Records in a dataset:
########################################

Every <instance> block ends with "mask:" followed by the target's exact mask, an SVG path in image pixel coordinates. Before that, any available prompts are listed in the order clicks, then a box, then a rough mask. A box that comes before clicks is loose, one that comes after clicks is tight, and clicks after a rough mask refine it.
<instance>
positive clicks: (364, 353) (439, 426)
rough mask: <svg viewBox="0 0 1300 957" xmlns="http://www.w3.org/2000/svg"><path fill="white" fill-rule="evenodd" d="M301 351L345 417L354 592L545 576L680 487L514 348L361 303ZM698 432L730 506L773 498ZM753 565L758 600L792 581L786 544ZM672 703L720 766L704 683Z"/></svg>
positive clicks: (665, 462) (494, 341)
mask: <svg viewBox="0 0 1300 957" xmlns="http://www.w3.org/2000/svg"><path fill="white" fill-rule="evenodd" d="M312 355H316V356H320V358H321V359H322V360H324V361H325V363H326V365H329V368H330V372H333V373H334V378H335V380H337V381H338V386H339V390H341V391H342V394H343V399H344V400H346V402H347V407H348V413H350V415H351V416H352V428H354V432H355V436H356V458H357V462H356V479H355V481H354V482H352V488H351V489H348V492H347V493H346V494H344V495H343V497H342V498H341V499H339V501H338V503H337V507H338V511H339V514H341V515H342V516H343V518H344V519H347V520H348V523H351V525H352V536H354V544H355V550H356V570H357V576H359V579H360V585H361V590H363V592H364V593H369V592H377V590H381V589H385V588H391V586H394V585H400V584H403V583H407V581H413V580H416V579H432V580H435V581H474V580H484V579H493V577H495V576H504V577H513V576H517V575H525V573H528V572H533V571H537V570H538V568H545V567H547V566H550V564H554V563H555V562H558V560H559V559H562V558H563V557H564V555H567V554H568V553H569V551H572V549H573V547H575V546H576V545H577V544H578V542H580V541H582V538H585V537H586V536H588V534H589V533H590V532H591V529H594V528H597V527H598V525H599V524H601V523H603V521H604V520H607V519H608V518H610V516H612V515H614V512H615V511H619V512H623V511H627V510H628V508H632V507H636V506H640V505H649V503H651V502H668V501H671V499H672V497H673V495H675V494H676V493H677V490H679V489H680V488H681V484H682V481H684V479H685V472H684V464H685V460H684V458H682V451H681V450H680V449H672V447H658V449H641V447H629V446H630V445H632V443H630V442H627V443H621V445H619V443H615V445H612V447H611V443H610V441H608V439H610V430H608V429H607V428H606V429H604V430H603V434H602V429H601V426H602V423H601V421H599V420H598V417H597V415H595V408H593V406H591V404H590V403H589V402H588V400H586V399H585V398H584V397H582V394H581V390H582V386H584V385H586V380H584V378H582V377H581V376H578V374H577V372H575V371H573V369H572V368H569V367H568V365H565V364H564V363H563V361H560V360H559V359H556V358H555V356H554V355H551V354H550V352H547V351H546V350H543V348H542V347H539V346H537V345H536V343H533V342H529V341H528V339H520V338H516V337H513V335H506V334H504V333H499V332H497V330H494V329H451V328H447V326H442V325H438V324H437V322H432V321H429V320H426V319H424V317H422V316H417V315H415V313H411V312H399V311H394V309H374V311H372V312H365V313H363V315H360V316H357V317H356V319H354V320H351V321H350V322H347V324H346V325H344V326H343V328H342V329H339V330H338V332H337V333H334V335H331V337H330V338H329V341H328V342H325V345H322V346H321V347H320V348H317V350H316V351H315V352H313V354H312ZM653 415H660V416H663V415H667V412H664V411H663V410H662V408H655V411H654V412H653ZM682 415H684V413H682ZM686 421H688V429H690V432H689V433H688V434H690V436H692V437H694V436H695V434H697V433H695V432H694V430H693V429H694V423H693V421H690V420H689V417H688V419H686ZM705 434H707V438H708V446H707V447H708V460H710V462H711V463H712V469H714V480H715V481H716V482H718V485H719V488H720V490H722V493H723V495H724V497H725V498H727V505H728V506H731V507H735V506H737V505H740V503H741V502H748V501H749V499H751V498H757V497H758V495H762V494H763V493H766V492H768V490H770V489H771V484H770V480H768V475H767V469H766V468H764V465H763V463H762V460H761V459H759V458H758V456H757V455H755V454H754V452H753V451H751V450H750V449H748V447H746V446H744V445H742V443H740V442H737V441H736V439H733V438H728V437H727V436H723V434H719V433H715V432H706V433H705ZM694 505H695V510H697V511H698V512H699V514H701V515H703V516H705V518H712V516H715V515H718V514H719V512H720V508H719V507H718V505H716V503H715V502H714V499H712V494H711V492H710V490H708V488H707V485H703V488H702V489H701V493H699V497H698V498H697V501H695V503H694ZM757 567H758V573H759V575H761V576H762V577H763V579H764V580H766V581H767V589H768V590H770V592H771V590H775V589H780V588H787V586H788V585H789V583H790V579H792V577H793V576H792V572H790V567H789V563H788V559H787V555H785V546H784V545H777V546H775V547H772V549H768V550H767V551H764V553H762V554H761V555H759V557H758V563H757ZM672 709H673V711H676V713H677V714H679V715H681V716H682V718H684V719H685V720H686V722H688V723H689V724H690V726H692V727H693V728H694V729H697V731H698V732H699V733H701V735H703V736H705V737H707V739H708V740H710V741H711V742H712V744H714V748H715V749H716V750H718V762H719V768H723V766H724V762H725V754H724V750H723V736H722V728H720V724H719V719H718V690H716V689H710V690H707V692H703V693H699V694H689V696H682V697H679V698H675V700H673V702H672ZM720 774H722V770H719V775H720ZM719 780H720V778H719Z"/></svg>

########################################

▶ **Exercise details**
Retype all of the records above exactly as they appear, character for character.

▶ **Completed exercise**
Every <instance> block ends with "mask:" followed by the target's exact mask, an SVG path in image pixel coordinates. Before that, any available prompts are listed in the order clicks, then a box, then a rough mask. A box that comes before clicks is loose, one that comes after clicks is tight, and clicks after a rough mask refine it.
<instance>
positive clicks: (364, 353) (439, 426)
rough mask: <svg viewBox="0 0 1300 957" xmlns="http://www.w3.org/2000/svg"><path fill="white" fill-rule="evenodd" d="M301 351L345 417L354 592L545 576L680 487L514 348L361 303ZM698 432L730 506L773 498ZM753 565L758 600L792 581L786 544ZM672 703L720 766L704 683Z"/></svg>
positive clicks: (665, 462) (494, 341)
mask: <svg viewBox="0 0 1300 957" xmlns="http://www.w3.org/2000/svg"><path fill="white" fill-rule="evenodd" d="M312 355H316V356H320V358H321V359H322V360H324V361H325V363H326V365H329V368H330V372H333V373H334V378H335V380H337V381H338V386H339V390H341V391H342V394H343V399H344V400H346V402H347V407H348V413H350V415H351V416H352V428H354V432H355V436H356V458H357V462H356V479H355V481H354V482H352V488H351V489H348V492H347V493H346V494H344V495H343V497H342V498H341V499H339V501H338V503H337V507H338V511H339V514H341V515H342V516H343V518H344V519H347V520H348V523H351V525H352V536H354V544H355V550H356V570H357V576H359V579H360V585H361V590H363V592H364V593H369V592H377V590H381V589H385V588H391V586H394V585H400V584H403V583H407V581H413V580H416V579H432V580H435V581H474V580H484V579H493V577H495V576H504V577H513V576H517V575H525V573H528V572H533V571H537V570H538V568H545V567H547V566H550V564H554V563H555V562H558V560H559V559H562V558H563V557H564V555H567V554H568V553H569V551H572V549H573V547H575V546H576V545H577V544H578V542H580V541H582V538H585V537H586V536H588V534H589V533H590V532H591V529H594V528H597V527H598V525H599V524H601V523H603V521H604V520H607V519H608V518H610V516H612V515H614V512H615V511H619V512H623V511H627V510H628V508H632V507H636V506H640V505H649V503H651V502H668V501H671V499H672V497H673V495H675V494H676V493H677V490H679V489H680V488H681V484H682V481H684V479H685V472H684V464H685V460H684V458H682V451H681V450H680V449H672V447H658V449H641V447H629V446H630V445H632V443H630V442H627V443H621V445H619V443H615V445H612V447H611V443H610V441H608V439H610V430H608V429H607V428H606V429H604V430H603V434H602V429H601V426H602V423H601V421H599V420H598V417H597V415H595V408H593V406H591V404H590V403H589V402H588V400H586V399H585V398H584V397H582V394H581V390H582V386H584V385H586V380H584V378H582V377H581V376H578V374H577V372H575V371H573V369H572V368H569V367H568V365H565V364H564V363H563V361H560V360H559V359H556V358H555V356H554V355H551V354H550V352H547V351H546V350H543V348H542V347H539V346H537V345H536V343H533V342H529V341H528V339H520V338H516V337H513V335H506V334H504V333H499V332H497V330H494V329H451V328H447V326H442V325H438V324H437V322H432V321H429V320H426V319H424V317H422V316H417V315H415V313H411V312H399V311H394V309H374V311H372V312H365V313H363V315H360V316H357V317H356V319H354V320H351V321H350V322H347V324H346V325H344V326H343V328H342V329H339V330H338V332H337V333H334V335H331V337H330V338H329V341H328V342H325V345H322V346H321V347H320V348H317V350H316V351H315V352H313V354H312ZM653 415H660V416H663V415H667V412H664V411H663V410H662V408H655V411H654V412H653ZM682 415H684V413H682ZM686 421H688V429H690V432H689V433H688V434H690V436H692V437H694V436H695V434H697V433H695V432H694V430H693V429H694V423H693V421H690V420H689V417H688V419H686ZM705 434H707V438H708V446H707V447H708V460H710V462H711V463H712V469H714V480H715V481H716V482H718V485H719V488H720V490H722V493H723V495H724V497H725V498H727V505H728V506H731V507H735V506H737V505H740V503H741V502H748V501H749V499H751V498H757V497H758V495H762V494H763V493H766V492H768V490H770V489H771V484H770V480H768V475H767V469H766V468H764V465H763V463H762V460H761V459H759V458H758V456H757V455H755V454H754V452H753V451H751V450H750V449H748V447H746V446H744V445H742V443H740V442H737V441H736V439H733V438H728V437H727V436H723V434H719V433H715V432H706V433H705ZM694 505H695V510H697V511H698V512H699V514H701V515H703V516H705V518H712V516H715V515H718V514H719V512H720V508H719V507H718V505H716V503H715V502H714V499H712V494H711V492H710V490H708V488H707V485H703V488H702V489H701V493H699V497H698V498H697V501H695V503H694ZM757 567H758V573H759V575H761V576H762V577H763V579H764V580H766V581H767V589H768V590H770V592H771V590H775V589H780V588H787V586H788V585H789V583H790V579H792V577H793V576H792V572H790V567H789V563H788V559H787V555H785V546H784V545H777V546H775V547H772V549H768V550H767V551H764V553H762V554H761V555H759V557H758V563H757ZM672 709H673V711H676V713H677V714H679V715H681V716H682V718H684V719H685V720H686V722H688V723H689V724H690V726H692V727H693V728H694V729H697V731H698V732H699V733H701V735H703V736H705V737H707V739H708V740H710V741H711V742H712V744H714V748H715V749H716V750H718V762H719V768H723V766H724V762H725V754H724V750H723V736H722V728H720V724H719V719H718V690H716V689H710V690H707V692H703V693H699V694H689V696H682V697H679V698H675V700H673V702H672ZM720 774H722V770H719V775H720ZM719 780H720V778H719Z"/></svg>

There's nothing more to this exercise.